Since I am talking to schoolteachers and I am not a teacher myself, and in some ways am fairly easily intimidated, I beg you to let me leave that and go back to what I think to be the entire purpose of education in the first place. It would seem to me that when a child is born, if I’m the child’s parent, it is my obligation and my high duty to civilize that child. Man is a social animal. He cannot exist without a society. A society, in turn, depends on certain things which everyone within that society takes for granted. Now, the crucial paradox which comforts us here is that the whole process of education occurs within a social framework and is designed to perpetuate the aims of society. Thus, for example, the boys and girls who were born during the era of the Third Reich, when educated to the purposes of the Third Reich, became barbarians. The paradox of education is precisely this—that as one begins to become conscious one begins to examine the society in which he is being educated. The purpose of education, finally, is to create in a person the ability to look at the world for himself, to make his own decisions, to say to himself this is black or this is white, to decide for himself whether there is a God in heaven or not. To ask questions of the universe, and then learn to live with those questions, is the way he achieves his own identity. But no society is really anxious to have that kind of person around. What societies really, ideally, want is a citizenry which will simply obey the rules of society. If a society succeeds in this, that society is about to perish. The obligation of anyone who thinks of himself as responsible is to examine society and try to change it and to fight it—at no matter what risk. This is the only hope society has. This is the only way societies change.
Now, if what I have tried to sketch has any validity, it becomes thoroughly clear, at least to me, that any Negro who is born in this country and undergoes the American educational system runs the risk of becoming schizophrenic. On the one hand he is born in the shadow of the stars and stripes and he is assured it represents a nation which has never lost a war. He pledges allegiance to that flag which guarantees “liberty and justice for all.” He is part of a country in which anyone can become president, and so forth. But on the other hand he is also assured by his country and his countrymen that he has never contributed anything to civilization—that his past is nothing more than a record of humiliations gladly endured. He is assumed by the republic that he, his father, his mother, and his ancestors were happy, shiftless, watermelon-eating darkies who loved Mr. Charlie and Miss Ann, that the value he has as a black man is proven by one thing only—his devotion to white people. If you think I am exaggerating, examine the myths which proliferate in this country about Negroes.

- _PARTS OF THE EXERCISE_
1: Convert every line of the rows below into a JSON list of strings, one string per line, skipping blank lines and leaving the picture out.
2: Extend the passage on education and society, continuing from its final sentence.

- _PROVIDED RECORDS_
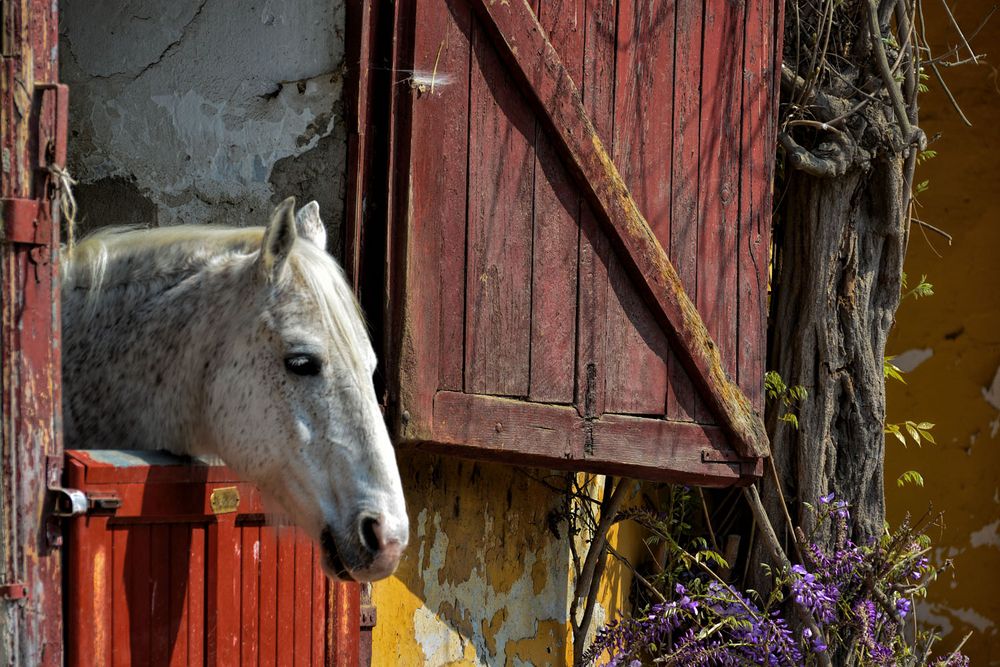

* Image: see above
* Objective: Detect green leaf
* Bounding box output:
[896,470,924,487]
[882,356,906,384]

- _ANSWERS FOR THE EXERCISE_
1:
[
  "* Image: see above",
  "* Objective: Detect green leaf",
  "* Bounding box output:",
  "[896,470,924,487]",
  "[882,356,906,384]"
]

2:
All this enters the child’s consciousness much sooner than we as adults would like to think it does. As adults, we are easily fooled because we are so anxious to be fooled. But children are very different. Children, not yet aware that it is dangerous to look too deeply at anything, look at everything, look at each other, and draw their own conclusions. They don’t have the vocabulary to express what they see, and we, their elders, know how to intimidate them very easily and very soon. But a black child, looking at the world around him, though he cannot know quite what to make of it, is aware that there is a reason why his mother works so hard, why his father is always on edge. He is aware that there is some reason why, if he sits down in the front of the bus, his father or mother slaps him and drags him to the back of the bus. He is aware that there is some terrible weight on his parents’ shoulders which menaces him. And it isn’t long—in fact it begins when he is in school—before he discovers the shape of his oppression.
Let us say that the child is seven years old and I am his father, and I decide to take him to the zoo, or to Madison Square Garden, or to the U.N. Building, or to any of the tremendous monuments we find all over New York. We get into a bus and we go from where I live on 131st Street and Seventh Avenue downtown through the park and we get into New York City, which is not Harlem. Now, where the boy lives—even if it is a housing project—is in an undesirable neighborhood. If he lives in one of those housing projects of which everyone in New York is so proud, he has at the front door, if not closer, the pimps, the whores, the junkies—in a word, the danger of life in the ghetto. And the child knows this, though he doesn’t know why.
I still remember my first sight of New York. It was really another city when I was born—where I was born. We looked down over the Park Avenue streetcar tracks. It was Park Avenue, but I didn’t know what Park Avenue meant downtown. The Park Avenue I grew up on, which is still standing, is dark and dirty. No one would dream of opening a Tiffany’s on that Park Avenue, and when you go downtown you discover that you are literally in the white world. It is rich—or at least it looks rich. It is clean—because they collect garbage downtown. There are doormen. People walk about as though they owned where they are—and indeed they do. And it’s a great shock. It’s very hard to relate yourself to this. You don’t know what it means. You know—you know instinctively—that none of this is for you. You know this before you are told. And who is it for and who is paying for it? And why isn’t it for you?
Later on when you become a grocery boy or messenger and you try to enter one of those buildings a man says, “Go to the back door.” Still later, if you happen by some odd chance to have a friend in one of those buildings, the man says, “Where’s your package?” Now this by no means is the core of the matter. What I’m trying to get at is that by this time the Negro child has had, effectively, almost all the doors of opportunity slammed in his face, and there are very few things he can do about it. he can more or less accept it with an absolutely inarticulate and dangerous rage inside—all the more dangerous because it is never expressed. It is precisely those silent people whom white people see every day of their lives—I mean your porter and your maid, who never say anything more than “Yes, Sir” and “No, Ma’am.” They will tell you it’s raining if that is what you want to hear, and they will tell you the sun is shining if that is what you want to hear. They really hate you—really hate you because in their eyes (and they’re right) you stand between them and life.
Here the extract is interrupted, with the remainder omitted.